Provided text ->
= Beginning of Section =
They nodded, smiling. Peggy couldn't tell whether they were taking her seriously.
The next topic was Peggy's enstoolment celebration, the Ghanaian version of a coronation. Tsiami said, "You will need to buy many crates of beer and Coke, Fanta, and other drinks for the party we are going to have here after the ceremony. Some whiskey, too, as well as fish, chicken, and rice to feed all the guests."
Peggy had to pay for the food and drinks? She hadn't expected this. "Are there no funds that can be used for the party?" she asked, turning to Isaiah the treasurer. If he was the treasurer, that must mean that money went through his hands, right? "Isaiah, is there no money at all?"
Isaiah shook his head. "Not a penny, I'm afraid," he said, smiling apologetically. Peggy had assumed there would be at least enough cedis in the treasury to pay for her food, the reception, and any other small costs that might arise. While she had stuffed a few $100 bills from her last paycheck into her bra for emergencies, she was now beginning to fear it wouldn't even last her these nine days in Otuam.
It was soon clear that the lack of money was the least of Otuam's worries; the elders and aunties spent the afternoon bringing Peggy up to speed on life in the village, and the picture they painted wasn't pretty. There wasn't much violent crime in Otuam—unless you counted rampant wife beating, which Peggy did—but there was poor medical care, terrible schooling, no trash pickup, and no running water. Peggy had been aware of all this before she accepted the kingship, but now, face-to-face with the harsh realities, she found herself coasting downward. She couldn't help wondering if she had made a terrible mistake.
When Peggy returned to Washington she found herself devoting much of her time to telephone calls with the elders. Things were not going well in Otuam: Peggy regularly made long-distance recommendations and rulings, but months would pass and tasks never seemed to be completed. When, for example, she'd ask the council if they had collected the property taxes fishermen were supposed to pay the king, she wouldn't get a straight answer. Worse, it was becoming clear to Peggy that the one who claimed to be her greatest fan—Kwame Lumpopo—was the most dishonest of all. From a number of sources, Peggy learned that when fees did get collected, at least part of the money tended to disappear down his trousers.
= End of Section =
Data section ->
= Beginning of Section =
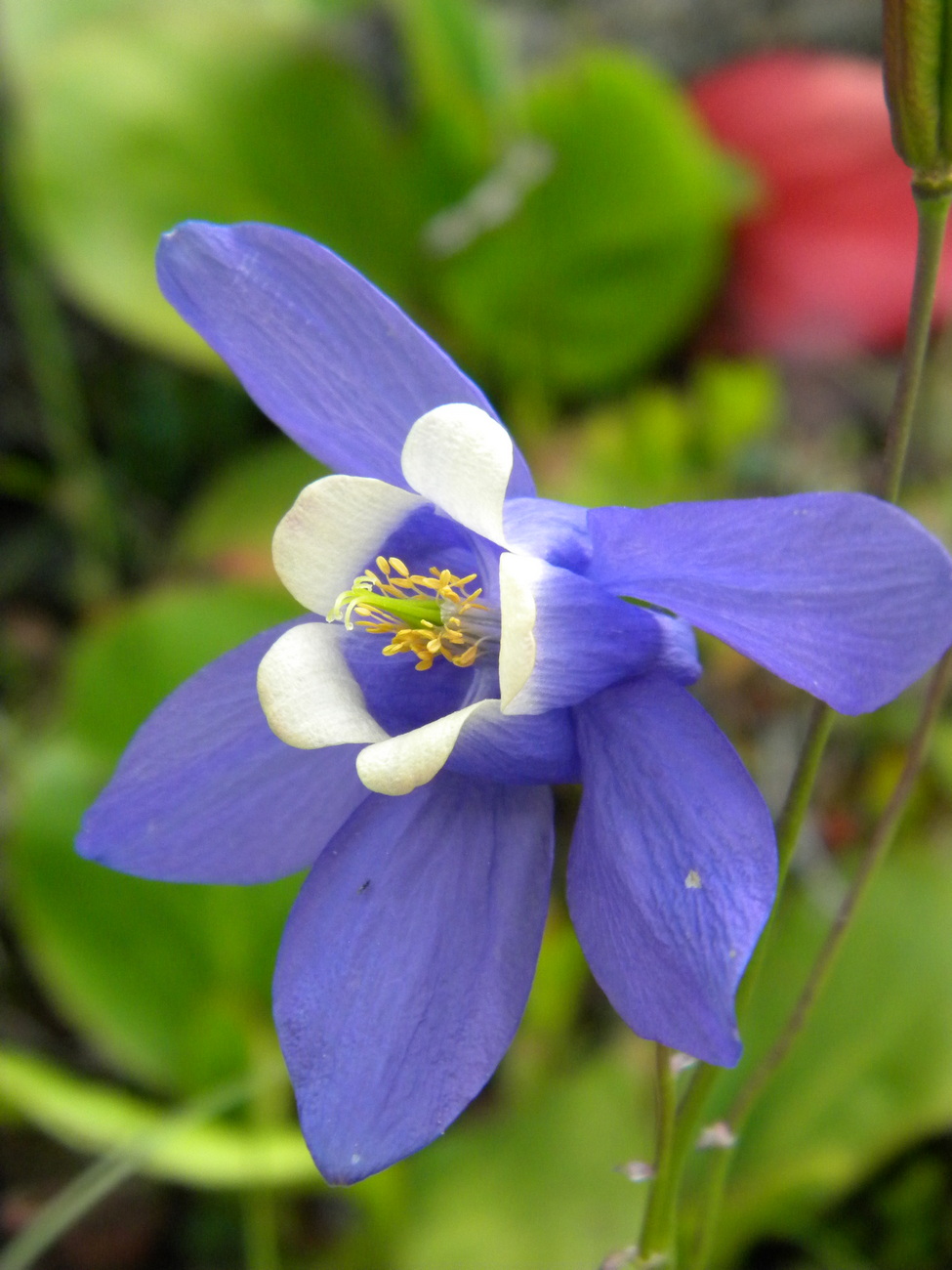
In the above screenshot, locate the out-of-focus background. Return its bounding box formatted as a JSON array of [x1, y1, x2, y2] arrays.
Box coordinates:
= End of Section =
Required action 1 -> In the passage about Peggy in Otuam, what had Peggy stuffed into her bra for emergencies?
Required action 2 -> Reproduce the part of the passage about Peggy in Otuam that begins at the words "When Peggy returned" and ends after "down his trousers.".

Reply 1 -> A few $100 bills from her last paycheck.

Reply 2 ->
When Peggy returned to Washington she found herself devoting much of her time to telephone calls with the elders. Things were not going well in Otuam: Peggy regularly made long-distance recommendations and rulings, but months would pass and tasks never seemed to be completed. When, for example, she'd ask the council if they had collected the property taxes fishermen were supposed to pay the king, she wouldn't get a straight answer. Worse, it was becoming clear to Peggy that the one who claimed to be her greatest fan—Kwame Lumpopo—was the most dishonest of all. From a number of sources, Peggy learned that when fees did get collected, at least part of the money tended to disappear down his trousers.